### TEXT TO READ
━━━━━━━━━━━━━━━━

Mentorship is the lifeblood of skills development


Anyone who saw the late Robin Williams playing educator John Keating in the film Dead Poets Society encouraging the young scholars by saying “Carpe Diem”, Latin for “seize the day”, will understand the impact true mentorship can have on someone.

In this case it was students, but young people entering the workplace also need mentors, I believe, in a relationship built with someone far more experienced than they are. This is not just about the workplace, but about business as a whole; ethics; values; and learning to hold oneself to higher standards than others may hold you to.

There are a couple of things required for a positive mentor-mentee relationship, and not everyone has the type of character it takes to be a mentor, but anyone willing to listen and learn can be a mentee.

Just as you can’t stay fit on last week’s gym session, you cannot stay motivated and enthusiastic unless there is ongoing learning and accomplishment. Mentorship is an investment by the company and the mentor in the personal and professional growth of the mentee.

━━━━━━━━━━━━━━━━

### YOUR TASKS
- 1) Reproduce the passage of the mentorship text between "Mentorship is the" and "be a mentee.", inclusive.
- 2) According to the mentorship text, who can be a mentee?

### AVAILABLE DATA

━━━━━━━━━━━━━━━━

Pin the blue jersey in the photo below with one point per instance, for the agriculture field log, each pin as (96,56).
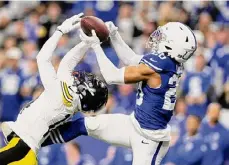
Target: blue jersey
(154,106)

━━━━━━━━━━━━━━━━

### SOLUTIONS TO EACH TASK
- 1)
Mentorship is the lifeblood of skills development


Anyone who saw the late Robin Williams playing educator John Keating in the film Dead Poets Society encouraging the young scholars by saying “Carpe Diem”, Latin for “seize the day”, will understand the impact true mentorship can have on someone.

In this case it was students, but young people entering the workplace also need mentors, I believe, in a relationship built with someone far more experienced than they are. This is not just about the workplace, but about business as a whole; ethics; values; and learning to hold oneself to higher standards than others may hold you to.

There are a couple of things required for a positive mentor-mentee relationship, and not everyone has the type of character it takes to be a mentor, but anyone willing to listen and learn can be a mentee.

- 2) Anyone willing to listen and learn.